Content starts
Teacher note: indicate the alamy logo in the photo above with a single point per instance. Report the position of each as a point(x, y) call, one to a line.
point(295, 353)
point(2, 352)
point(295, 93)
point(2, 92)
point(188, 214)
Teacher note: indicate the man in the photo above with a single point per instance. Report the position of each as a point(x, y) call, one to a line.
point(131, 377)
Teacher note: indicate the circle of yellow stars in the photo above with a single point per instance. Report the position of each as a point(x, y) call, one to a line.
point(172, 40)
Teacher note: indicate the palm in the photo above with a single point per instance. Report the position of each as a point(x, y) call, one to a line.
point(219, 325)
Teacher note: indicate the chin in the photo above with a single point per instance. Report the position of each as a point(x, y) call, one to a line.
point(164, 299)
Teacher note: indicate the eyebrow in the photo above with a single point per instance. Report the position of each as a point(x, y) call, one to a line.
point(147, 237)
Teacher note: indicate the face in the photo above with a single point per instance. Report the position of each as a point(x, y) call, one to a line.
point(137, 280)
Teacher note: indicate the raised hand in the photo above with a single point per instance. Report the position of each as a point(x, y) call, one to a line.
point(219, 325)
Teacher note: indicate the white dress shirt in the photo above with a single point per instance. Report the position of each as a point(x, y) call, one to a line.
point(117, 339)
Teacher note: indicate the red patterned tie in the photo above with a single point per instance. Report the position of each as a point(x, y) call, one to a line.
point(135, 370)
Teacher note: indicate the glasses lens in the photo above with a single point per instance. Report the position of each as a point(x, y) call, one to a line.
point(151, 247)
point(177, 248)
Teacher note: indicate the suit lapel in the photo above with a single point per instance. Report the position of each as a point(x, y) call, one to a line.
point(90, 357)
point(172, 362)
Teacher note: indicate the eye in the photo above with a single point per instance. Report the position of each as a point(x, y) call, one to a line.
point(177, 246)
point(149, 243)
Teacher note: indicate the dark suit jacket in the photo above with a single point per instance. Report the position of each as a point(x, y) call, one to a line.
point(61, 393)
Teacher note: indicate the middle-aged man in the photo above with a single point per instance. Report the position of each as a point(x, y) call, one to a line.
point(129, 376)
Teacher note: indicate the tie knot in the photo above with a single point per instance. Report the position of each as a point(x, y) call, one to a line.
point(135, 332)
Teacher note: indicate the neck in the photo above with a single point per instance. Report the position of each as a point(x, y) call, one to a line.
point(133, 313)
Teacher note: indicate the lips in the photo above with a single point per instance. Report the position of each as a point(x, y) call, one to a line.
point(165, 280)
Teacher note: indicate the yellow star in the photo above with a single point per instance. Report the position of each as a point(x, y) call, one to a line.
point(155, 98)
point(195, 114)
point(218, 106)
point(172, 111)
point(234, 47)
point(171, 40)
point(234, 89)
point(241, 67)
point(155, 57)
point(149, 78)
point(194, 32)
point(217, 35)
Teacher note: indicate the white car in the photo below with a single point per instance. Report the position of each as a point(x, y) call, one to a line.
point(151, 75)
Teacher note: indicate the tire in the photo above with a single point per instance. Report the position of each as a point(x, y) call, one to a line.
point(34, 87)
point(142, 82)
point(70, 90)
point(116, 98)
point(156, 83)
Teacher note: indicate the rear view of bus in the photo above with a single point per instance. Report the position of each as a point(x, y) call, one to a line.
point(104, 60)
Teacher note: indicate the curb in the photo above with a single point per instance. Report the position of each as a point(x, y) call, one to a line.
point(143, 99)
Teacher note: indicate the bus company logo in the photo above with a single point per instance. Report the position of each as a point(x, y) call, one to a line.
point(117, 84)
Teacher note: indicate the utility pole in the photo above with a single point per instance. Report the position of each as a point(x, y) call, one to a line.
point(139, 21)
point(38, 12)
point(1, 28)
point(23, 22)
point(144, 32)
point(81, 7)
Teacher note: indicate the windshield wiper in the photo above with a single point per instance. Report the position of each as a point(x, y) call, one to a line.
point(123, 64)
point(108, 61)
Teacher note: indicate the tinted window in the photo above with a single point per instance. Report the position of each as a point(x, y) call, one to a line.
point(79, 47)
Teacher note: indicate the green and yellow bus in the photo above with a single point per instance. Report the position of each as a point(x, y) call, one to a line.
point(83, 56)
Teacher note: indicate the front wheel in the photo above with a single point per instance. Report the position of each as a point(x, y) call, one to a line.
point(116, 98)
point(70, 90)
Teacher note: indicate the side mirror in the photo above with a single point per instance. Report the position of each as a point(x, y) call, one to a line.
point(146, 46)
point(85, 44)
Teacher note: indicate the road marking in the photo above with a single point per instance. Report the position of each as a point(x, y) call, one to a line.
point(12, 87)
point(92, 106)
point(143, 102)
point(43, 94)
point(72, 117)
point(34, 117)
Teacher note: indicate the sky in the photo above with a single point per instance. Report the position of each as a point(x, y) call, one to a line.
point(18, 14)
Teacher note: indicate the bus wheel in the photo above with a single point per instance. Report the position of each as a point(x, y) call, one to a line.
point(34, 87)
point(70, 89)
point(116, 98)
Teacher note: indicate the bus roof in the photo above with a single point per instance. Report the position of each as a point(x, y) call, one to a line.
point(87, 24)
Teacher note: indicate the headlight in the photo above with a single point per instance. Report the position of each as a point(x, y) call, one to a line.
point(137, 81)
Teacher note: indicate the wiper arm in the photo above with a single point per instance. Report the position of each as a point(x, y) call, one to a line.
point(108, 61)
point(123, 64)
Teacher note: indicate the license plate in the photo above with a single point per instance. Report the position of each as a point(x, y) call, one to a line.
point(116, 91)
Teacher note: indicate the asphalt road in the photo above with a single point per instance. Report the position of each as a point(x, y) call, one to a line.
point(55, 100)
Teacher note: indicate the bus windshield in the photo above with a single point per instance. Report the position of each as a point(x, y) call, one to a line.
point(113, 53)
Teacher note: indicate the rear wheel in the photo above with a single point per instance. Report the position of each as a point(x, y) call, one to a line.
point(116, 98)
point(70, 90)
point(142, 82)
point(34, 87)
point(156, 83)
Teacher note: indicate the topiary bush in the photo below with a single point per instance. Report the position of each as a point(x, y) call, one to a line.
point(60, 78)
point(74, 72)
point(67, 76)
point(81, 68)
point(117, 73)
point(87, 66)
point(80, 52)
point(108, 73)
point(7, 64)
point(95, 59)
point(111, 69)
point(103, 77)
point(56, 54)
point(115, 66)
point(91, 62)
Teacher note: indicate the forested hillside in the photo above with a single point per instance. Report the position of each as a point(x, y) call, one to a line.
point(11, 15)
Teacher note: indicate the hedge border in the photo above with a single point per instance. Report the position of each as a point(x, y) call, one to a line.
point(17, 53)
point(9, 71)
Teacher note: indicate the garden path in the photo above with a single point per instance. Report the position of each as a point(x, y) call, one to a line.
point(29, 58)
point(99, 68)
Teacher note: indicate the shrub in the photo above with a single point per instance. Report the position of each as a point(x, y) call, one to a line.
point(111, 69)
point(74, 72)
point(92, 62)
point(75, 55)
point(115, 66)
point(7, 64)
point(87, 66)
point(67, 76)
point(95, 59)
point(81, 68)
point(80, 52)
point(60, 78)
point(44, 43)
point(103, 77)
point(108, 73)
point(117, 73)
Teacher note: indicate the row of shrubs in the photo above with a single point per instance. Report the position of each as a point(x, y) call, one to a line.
Content ends
[Task requirements]
Output the material verbatim, including every line.

[Solution for this problem]
Teacher note: indicate the alamy logo in the photo above with a single point per instance. Report the position of each as a point(x, y) call, one to a line.
point(295, 353)
point(2, 352)
point(295, 93)
point(2, 92)
point(188, 214)
Teacher note: indicate the man in the photo above with a single point per instance. Report the position of each as a point(x, y) call, one to a line.
point(131, 377)
Teacher note: indicate the circle of yellow stars in the photo above with a single point per instance. Report the position of each as a point(x, y) call, one to a line.
point(172, 40)
Teacher note: indicate the palm in the photo above with a single point per instance. Report the position of each as a point(x, y) call, one to a line.
point(219, 325)
Teacher note: indicate the chin in the photo above with a single point per instance. Report the position of each as a point(x, y) call, one to a line.
point(164, 299)
Teacher note: indicate the eyebrow in the photo above with a single point per instance. Report the position of each as a point(x, y) call, one to a line.
point(147, 237)
Teacher note: indicate the face in the photo above with a single point per instance. Report the position of each as a point(x, y) call, one to a line.
point(137, 280)
Teacher note: indicate the raised hand in the photo above with a single point per instance. Report the position of each as a point(x, y) call, one to a line.
point(219, 325)
Teacher note: indicate the white dress shirt in the photo above with a single point per instance. Report the position of each as a point(x, y) call, one to a line.
point(117, 339)
Teacher note: indicate the red patterned tie in the photo above with a single point per instance. Report the position of each as a point(x, y) call, one to a line.
point(135, 370)
Teacher note: indicate the glasses lens in the photo above with a single point per instance. Report the position of each as a point(x, y) call, one to a line.
point(151, 247)
point(177, 248)
Teacher note: indicate the suit lapel in the photo above with a single point per instance. Report the position of each as a point(x, y) call, one to a line.
point(90, 357)
point(172, 362)
Teacher note: indicate the eye in the photo above with a single point per instance. Report the position of each as a point(x, y) call, one to a line.
point(177, 246)
point(149, 243)
Teacher note: indicate the dark suit jacket in the photo above with a single point per instance. Report the position of each as a point(x, y) call, one to a line.
point(61, 393)
Teacher note: indicate the middle-aged man in the photo above with a single point per instance. Report the position of each as a point(x, y) call, one to a line.
point(129, 376)
Teacher note: indicate the tie knot in the photo above with a single point per instance. Report the position of each as a point(x, y) call, one to a line.
point(135, 332)
Teacher note: indicate the neck in the photo above with a single point per instance. Report the position of each as a point(x, y) call, one to a line.
point(133, 313)
Teacher note: indicate the lips in the photo above with a single point per instance. Report the position of each as a point(x, y) call, one to a line.
point(165, 280)
Teacher note: indicate the yellow star in the photo above with a single point per instance. Report the position of each as a point(x, y) call, one to a line.
point(155, 98)
point(195, 114)
point(218, 106)
point(172, 111)
point(234, 47)
point(171, 40)
point(234, 89)
point(241, 67)
point(155, 57)
point(149, 78)
point(194, 32)
point(217, 35)
Teacher note: indicate the white car in the photo below with a single point per instance. Report the position of each as a point(x, y) call, one to a line.
point(151, 75)
Teacher note: indicate the tire in the photo above with a single point per instance. Report the position of each as a point(x, y) call, one to a line.
point(34, 87)
point(142, 82)
point(70, 90)
point(116, 98)
point(156, 83)
Teacher note: indicate the rear view of bus in the photo above with a single point per instance. Report the position of each as a point(x, y) call, one to a line.
point(104, 60)
Teacher note: indicate the curb in the photo above with a single point per instance. Report the position of each as a point(x, y) call, one to a line.
point(143, 99)
Teacher note: indicate the bus company logo in the photo above with a single point per instance. Report the position of each as a point(x, y) call, one to a line.
point(117, 84)
Teacher note: indicate the utility pole in the photo above with a single point per instance. Report the position of each as a point(x, y) call, one to a line.
point(139, 21)
point(38, 12)
point(1, 28)
point(23, 22)
point(144, 32)
point(81, 7)
Teacher note: indicate the windshield wiper in the photo above with a single point per instance. Report the position of each as a point(x, y) call, one to a line.
point(123, 64)
point(108, 61)
Teacher note: indicate the tinted window in the photo above with a single point per instance. Report the position of each as a point(x, y) call, one to a line.
point(79, 47)
Teacher note: indicate the green and yellow bus in the photo above with a single point per instance. Report the position of each as a point(x, y) call, one to a line.
point(83, 56)
Teacher note: indicate the front wheel in the photo above with a single point per instance. Report the position of each as a point(x, y) call, one to a line.
point(116, 98)
point(70, 90)
Teacher note: indicate the side mirror in the photo above with a single point per instance. Report the position of each as a point(x, y) call, one to a line.
point(146, 46)
point(85, 44)
Teacher note: indicate the road marking in the photo above with a single point per instance. Report the position of each as a point(x, y) call, one to a line.
point(12, 87)
point(92, 106)
point(143, 102)
point(43, 94)
point(72, 117)
point(34, 117)
Teacher note: indicate the sky in the photo above with a single point per instance. Report the position of each as a point(x, y) call, one to a line.
point(18, 14)
Teacher note: indicate the bus wheel in the photo above with a single point per instance. Report the position of each as a point(x, y) call, one to a line.
point(34, 87)
point(70, 89)
point(116, 98)
Teacher note: indicate the bus roof in the photo above with a single point per instance. Report the position of each as a point(x, y) call, one to a line.
point(87, 24)
Teacher note: indicate the headlight in the photo above with a single point per instance. Report the position of each as a point(x, y) call, one to a line.
point(137, 81)
Teacher note: indicate the wiper arm in the photo above with a single point per instance. Report the position of each as a point(x, y) call, one to a line.
point(108, 61)
point(123, 64)
Teacher note: indicate the license plate in the photo above with a single point per instance. Report the position of each as a point(x, y) call, one to a line.
point(116, 91)
Teacher note: indicate the asphalt road in the photo above with a single point per instance. Report the position of each as a point(x, y) call, one to a line.
point(55, 100)
Teacher note: indicate the bus windshield in the photo above with a single point per instance. Report the position of each as a point(x, y) call, one to a line.
point(113, 53)
Teacher note: indicate the rear wheel in the photo above with a single point per instance. Report the position of each as a point(x, y) call, one to a line.
point(116, 98)
point(70, 90)
point(142, 82)
point(34, 87)
point(156, 83)
Teacher note: indicate the topiary bush in the photo below with a single point per instance. Report the position of each as a point(x, y) call, one to a line.
point(60, 78)
point(74, 72)
point(67, 76)
point(81, 68)
point(117, 73)
point(87, 66)
point(80, 52)
point(108, 73)
point(7, 64)
point(95, 59)
point(111, 69)
point(103, 77)
point(56, 54)
point(115, 66)
point(91, 62)
Teacher note: indicate the forested hillside in the photo above with a single point per instance. Report the position of each as a point(x, y) call, one to a line.
point(11, 15)
Teacher note: indicate the hedge border in the photo above with a single point per instance. Report the position of each as a point(x, y) call, one to a line.
point(17, 53)
point(9, 71)
Teacher note: indicate the garden path in the photo above with a single point per instance. Report the position of each as a point(x, y) call, one to a line.
point(29, 58)
point(99, 68)
Teacher note: indicate the shrub in the photo above with a single point per instance. Report the position of each as a point(x, y) call, one to a line.
point(111, 69)
point(74, 72)
point(92, 62)
point(75, 55)
point(115, 66)
point(7, 64)
point(87, 66)
point(67, 76)
point(95, 59)
point(81, 68)
point(80, 52)
point(60, 78)
point(44, 43)
point(103, 77)
point(108, 73)
point(117, 73)
Teacher note: indicate the row of shrubs in the photo above with a single point per instance. Report the position of each as a point(x, y) call, one to a line.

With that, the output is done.